Leaving out every image, restate all the records word for word.
BEGIN Material provided
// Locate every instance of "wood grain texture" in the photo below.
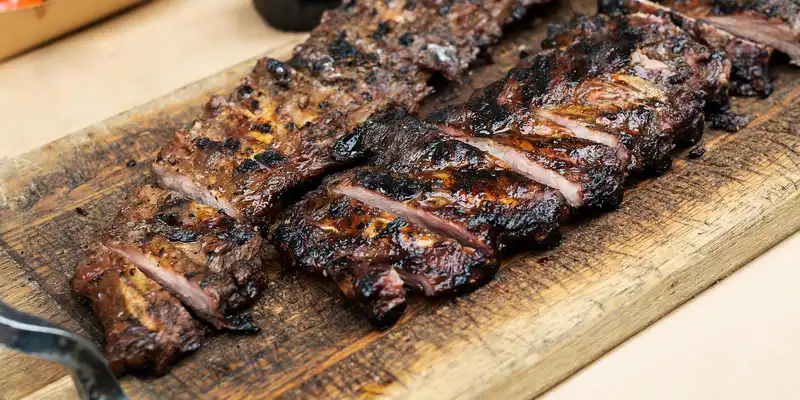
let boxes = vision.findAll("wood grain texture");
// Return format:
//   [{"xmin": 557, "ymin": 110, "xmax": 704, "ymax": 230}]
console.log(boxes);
[{"xmin": 2, "ymin": 1, "xmax": 799, "ymax": 398}]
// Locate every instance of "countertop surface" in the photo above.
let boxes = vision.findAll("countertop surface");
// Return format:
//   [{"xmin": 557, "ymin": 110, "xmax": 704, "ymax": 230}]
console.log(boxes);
[{"xmin": 0, "ymin": 1, "xmax": 797, "ymax": 398}]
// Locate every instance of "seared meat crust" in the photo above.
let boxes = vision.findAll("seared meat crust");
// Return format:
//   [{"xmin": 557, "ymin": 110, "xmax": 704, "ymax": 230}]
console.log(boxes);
[
  {"xmin": 610, "ymin": 0, "xmax": 799, "ymax": 72},
  {"xmin": 72, "ymin": 186, "xmax": 262, "ymax": 375},
  {"xmin": 76, "ymin": 0, "xmax": 545, "ymax": 374},
  {"xmin": 72, "ymin": 247, "xmax": 205, "ymax": 376},
  {"xmin": 274, "ymin": 13, "xmax": 732, "ymax": 325},
  {"xmin": 154, "ymin": 0, "xmax": 544, "ymax": 226},
  {"xmin": 600, "ymin": 0, "xmax": 774, "ymax": 96},
  {"xmin": 103, "ymin": 185, "xmax": 263, "ymax": 330},
  {"xmin": 332, "ymin": 111, "xmax": 567, "ymax": 252},
  {"xmin": 271, "ymin": 187, "xmax": 497, "ymax": 326},
  {"xmin": 425, "ymin": 13, "xmax": 726, "ymax": 209}
]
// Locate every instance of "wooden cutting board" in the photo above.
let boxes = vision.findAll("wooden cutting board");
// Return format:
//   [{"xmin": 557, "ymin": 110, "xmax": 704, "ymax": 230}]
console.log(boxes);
[{"xmin": 1, "ymin": 1, "xmax": 799, "ymax": 398}]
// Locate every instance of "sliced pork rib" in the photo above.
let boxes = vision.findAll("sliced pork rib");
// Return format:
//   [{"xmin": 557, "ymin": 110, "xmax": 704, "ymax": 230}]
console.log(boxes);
[
  {"xmin": 600, "ymin": 0, "xmax": 774, "ymax": 97},
  {"xmin": 273, "ymin": 12, "xmax": 732, "ymax": 324},
  {"xmin": 101, "ymin": 185, "xmax": 263, "ymax": 331},
  {"xmin": 73, "ymin": 186, "xmax": 262, "ymax": 374},
  {"xmin": 332, "ymin": 110, "xmax": 568, "ymax": 253},
  {"xmin": 73, "ymin": 247, "xmax": 205, "ymax": 375},
  {"xmin": 154, "ymin": 0, "xmax": 545, "ymax": 226},
  {"xmin": 654, "ymin": 0, "xmax": 800, "ymax": 65},
  {"xmin": 428, "ymin": 13, "xmax": 727, "ymax": 205},
  {"xmin": 428, "ymin": 77, "xmax": 628, "ymax": 209},
  {"xmin": 271, "ymin": 187, "xmax": 497, "ymax": 326}
]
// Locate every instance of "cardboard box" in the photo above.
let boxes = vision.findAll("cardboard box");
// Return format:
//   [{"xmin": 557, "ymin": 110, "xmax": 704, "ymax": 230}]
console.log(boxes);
[{"xmin": 0, "ymin": 0, "xmax": 146, "ymax": 60}]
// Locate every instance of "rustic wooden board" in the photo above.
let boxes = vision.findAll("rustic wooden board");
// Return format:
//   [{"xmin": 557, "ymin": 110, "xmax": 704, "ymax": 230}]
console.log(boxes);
END Material provided
▶ Your response:
// Locate every instance of "wood grain texture" in the photo below.
let boxes = vision.findAll("wood grain texture");
// Return format:
//   [{"xmin": 557, "ymin": 110, "xmax": 704, "ymax": 230}]
console.log(boxes);
[{"xmin": 2, "ymin": 1, "xmax": 799, "ymax": 398}]
// Locate every instance of "countertop surface" in the photo above.
let boxes = vision.findAll("countertop surface");
// Return format:
//   [{"xmin": 557, "ymin": 110, "xmax": 704, "ymax": 230}]
console.log(boxes);
[{"xmin": 0, "ymin": 1, "xmax": 797, "ymax": 398}]
// Locate every instance of "seared meat crust" in the photo above.
let boxes = vision.findAll("seared meat crust");
// Return format:
//   [{"xmin": 557, "ymin": 110, "xmax": 704, "ymax": 230}]
console.log(boxes);
[
  {"xmin": 610, "ymin": 0, "xmax": 799, "ymax": 72},
  {"xmin": 72, "ymin": 186, "xmax": 262, "ymax": 375},
  {"xmin": 76, "ymin": 0, "xmax": 545, "ymax": 374},
  {"xmin": 72, "ymin": 247, "xmax": 205, "ymax": 376},
  {"xmin": 274, "ymin": 13, "xmax": 732, "ymax": 325},
  {"xmin": 154, "ymin": 0, "xmax": 544, "ymax": 226},
  {"xmin": 600, "ymin": 0, "xmax": 774, "ymax": 96},
  {"xmin": 103, "ymin": 185, "xmax": 263, "ymax": 330},
  {"xmin": 332, "ymin": 111, "xmax": 567, "ymax": 252},
  {"xmin": 271, "ymin": 187, "xmax": 497, "ymax": 326},
  {"xmin": 425, "ymin": 13, "xmax": 726, "ymax": 209}
]
// Locate every instance of "wooden cutting board" in the photo above.
let boxes = vision.findAll("wooden cutting board");
// Return format:
//   [{"xmin": 557, "ymin": 110, "xmax": 704, "ymax": 230}]
console.log(boxes);
[{"xmin": 1, "ymin": 1, "xmax": 799, "ymax": 398}]
// Locate every instance of "sliced pork rib" in the photo above.
let boxes = vision.findAll("sliced pork rib");
// Return format:
//   [{"xmin": 557, "ymin": 110, "xmax": 704, "ymax": 230}]
console.log(boxes);
[
  {"xmin": 600, "ymin": 0, "xmax": 774, "ymax": 97},
  {"xmin": 273, "ymin": 12, "xmax": 732, "ymax": 324},
  {"xmin": 101, "ymin": 185, "xmax": 263, "ymax": 331},
  {"xmin": 73, "ymin": 186, "xmax": 262, "ymax": 374},
  {"xmin": 332, "ymin": 110, "xmax": 568, "ymax": 253},
  {"xmin": 73, "ymin": 247, "xmax": 205, "ymax": 375},
  {"xmin": 154, "ymin": 0, "xmax": 545, "ymax": 226},
  {"xmin": 654, "ymin": 0, "xmax": 800, "ymax": 65},
  {"xmin": 428, "ymin": 13, "xmax": 727, "ymax": 205},
  {"xmin": 428, "ymin": 77, "xmax": 628, "ymax": 209},
  {"xmin": 271, "ymin": 187, "xmax": 497, "ymax": 326}
]
// Locate every instance of "cardboard box" in the photo above.
let boxes = vision.findAll("cardboard box");
// Return format:
//   [{"xmin": 557, "ymin": 110, "xmax": 704, "ymax": 230}]
console.log(boxes);
[{"xmin": 0, "ymin": 0, "xmax": 146, "ymax": 60}]
// Locate every instance of "rustic wooden board" in the photo above.
let boxes = vision.findAll("rustic wooden board");
// Return format:
//   [{"xmin": 557, "ymin": 110, "xmax": 704, "ymax": 230}]
console.log(boxes);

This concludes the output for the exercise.